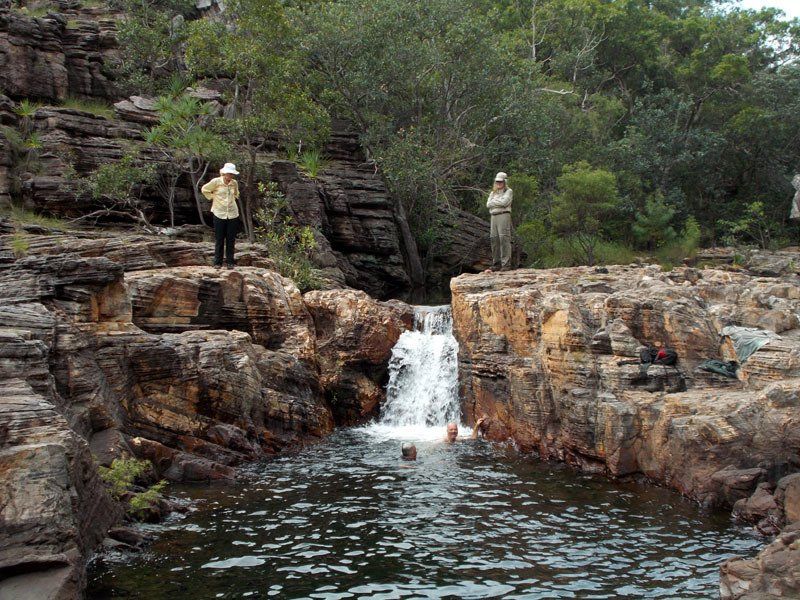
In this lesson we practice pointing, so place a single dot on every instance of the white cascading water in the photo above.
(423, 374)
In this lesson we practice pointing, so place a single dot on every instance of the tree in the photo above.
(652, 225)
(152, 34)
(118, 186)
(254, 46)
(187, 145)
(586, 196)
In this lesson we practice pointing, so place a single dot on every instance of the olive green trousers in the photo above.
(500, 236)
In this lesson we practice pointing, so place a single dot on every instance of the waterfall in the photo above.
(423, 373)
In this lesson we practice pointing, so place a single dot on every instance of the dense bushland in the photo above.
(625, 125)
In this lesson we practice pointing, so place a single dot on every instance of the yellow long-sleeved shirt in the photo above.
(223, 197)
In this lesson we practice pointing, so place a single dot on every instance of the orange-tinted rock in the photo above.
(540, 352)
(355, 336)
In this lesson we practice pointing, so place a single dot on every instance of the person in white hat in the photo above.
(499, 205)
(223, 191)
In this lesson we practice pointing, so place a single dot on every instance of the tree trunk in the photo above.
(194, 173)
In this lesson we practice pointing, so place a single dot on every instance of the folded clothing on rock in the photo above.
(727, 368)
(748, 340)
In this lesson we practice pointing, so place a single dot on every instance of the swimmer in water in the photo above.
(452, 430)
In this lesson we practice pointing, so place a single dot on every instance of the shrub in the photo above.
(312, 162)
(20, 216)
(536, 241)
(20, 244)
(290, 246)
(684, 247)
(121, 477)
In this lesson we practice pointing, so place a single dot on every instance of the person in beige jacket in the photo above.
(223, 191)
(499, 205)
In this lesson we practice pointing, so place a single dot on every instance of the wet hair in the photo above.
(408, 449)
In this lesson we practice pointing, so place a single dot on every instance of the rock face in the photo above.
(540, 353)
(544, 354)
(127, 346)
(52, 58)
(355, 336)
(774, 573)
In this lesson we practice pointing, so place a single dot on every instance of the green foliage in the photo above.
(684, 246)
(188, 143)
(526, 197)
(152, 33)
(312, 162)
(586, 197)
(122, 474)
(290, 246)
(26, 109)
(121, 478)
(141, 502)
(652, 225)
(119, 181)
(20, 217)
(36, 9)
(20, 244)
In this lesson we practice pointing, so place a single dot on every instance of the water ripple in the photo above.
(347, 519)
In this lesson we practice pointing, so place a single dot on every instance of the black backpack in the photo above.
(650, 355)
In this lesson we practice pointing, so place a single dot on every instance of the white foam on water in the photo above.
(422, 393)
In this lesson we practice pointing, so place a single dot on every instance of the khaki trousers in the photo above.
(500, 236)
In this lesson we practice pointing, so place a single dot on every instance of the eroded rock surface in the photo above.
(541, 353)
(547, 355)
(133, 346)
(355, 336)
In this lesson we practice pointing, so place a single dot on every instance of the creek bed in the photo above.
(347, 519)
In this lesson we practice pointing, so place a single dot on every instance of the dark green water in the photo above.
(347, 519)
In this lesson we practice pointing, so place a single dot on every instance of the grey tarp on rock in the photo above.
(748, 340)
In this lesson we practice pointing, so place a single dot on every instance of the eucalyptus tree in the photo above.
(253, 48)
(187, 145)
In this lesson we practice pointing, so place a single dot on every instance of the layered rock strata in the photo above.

+===+

Set down the material above exactly as it reads, but not its pictures.

[Answer space]
In this lesson we practice pointing, so place a single dot on every instance of the white cascading water in the photo above.
(423, 374)
In this lesson we practice pointing, so place a single dot on every instance of the tree in the photo above.
(652, 225)
(152, 34)
(118, 186)
(254, 46)
(187, 145)
(586, 196)
In this lesson we practice pointing, so place a single dot on every instance of the olive green trousers in the photo above.
(500, 236)
In this lesson we practice pointing, so place a single dot on every instance of the waterfall in the photo above.
(423, 373)
In this lesson we practice pointing, so place a single dot on every instance of the dense bushland in the photo above.
(625, 125)
In this lesson we practice pointing, so place a single dot on every instance of the yellow long-sleeved shirt in the photo above.
(223, 197)
In this lesson we practice pointing, so place a single dot on every instance of the orange-tinted rock in the photo above.
(540, 352)
(355, 336)
In this lesson we practice pointing, so place a single dot on every instance of the person in white hat in the photo above.
(499, 205)
(223, 191)
In this lesson we practice pointing, so place a single dot on every instance of the tree trunk in the photo above.
(194, 173)
In this lesson we practice pointing, so place a single dot on every instance of the folded clothing on rock in the photo above.
(727, 368)
(748, 340)
In this lesson we practice pointing, so place a single dot on every instance of the swimmer in water in the photo above.
(452, 430)
In this lesson we practice pointing, so place a single dot on every instance of the shrub in the photo above.
(312, 162)
(20, 216)
(536, 241)
(20, 244)
(290, 246)
(684, 247)
(121, 477)
In this lesson we practice pointing, so place a single dot on every instance of the person in beige jacket in the photo above.
(223, 191)
(499, 205)
In this lesson we practice pointing, so place a single dot on every instance of the wet hair in the photo above.
(408, 449)
In this lesson we practice pointing, so place a single dot on every instance of the rock face in the photo above.
(540, 353)
(544, 354)
(127, 346)
(52, 58)
(355, 336)
(774, 573)
In this lesson we practice pointing, so place a single dot on every instance of the green foliage in the photo above.
(684, 246)
(188, 143)
(526, 197)
(152, 33)
(312, 162)
(586, 197)
(122, 474)
(290, 246)
(26, 109)
(121, 478)
(141, 502)
(652, 225)
(119, 181)
(20, 217)
(36, 9)
(20, 244)
In this lesson we practice pointing, so place a single dot on every instance of the water ripple in the photo above.
(347, 519)
In this lesson we practice pointing, so place a single dot on every instance of the black backpack in the photo above.
(650, 355)
In this lesson we practice pointing, so place a single dot on every instance of the white foam on water in the photo above.
(422, 393)
In this lesson we practice pointing, so place a single dot on every instance of the khaki trousers in the photo above.
(500, 236)
In this lesson we practice pointing, so place a single dot on every instance of the eroded rock surface in the photo above.
(541, 353)
(547, 355)
(133, 346)
(355, 336)
In this lesson we practice pointing, so place a single dot on every instance of the creek bed in the photo above.
(347, 519)
In this lesson we practice pointing, so place a single dot on every instance of the dark green water in the photo above.
(347, 519)
In this lesson we practice pointing, so place a single dot on every instance of the grey tarp on rock in the photo above.
(748, 340)
In this lesson we practice pointing, so place a single dot on every instance of the eucalyptus tree in the photo above.
(253, 48)
(187, 145)
In this lesson we practice pointing, so place a single dot on every instance of the layered rock strata in the photo above.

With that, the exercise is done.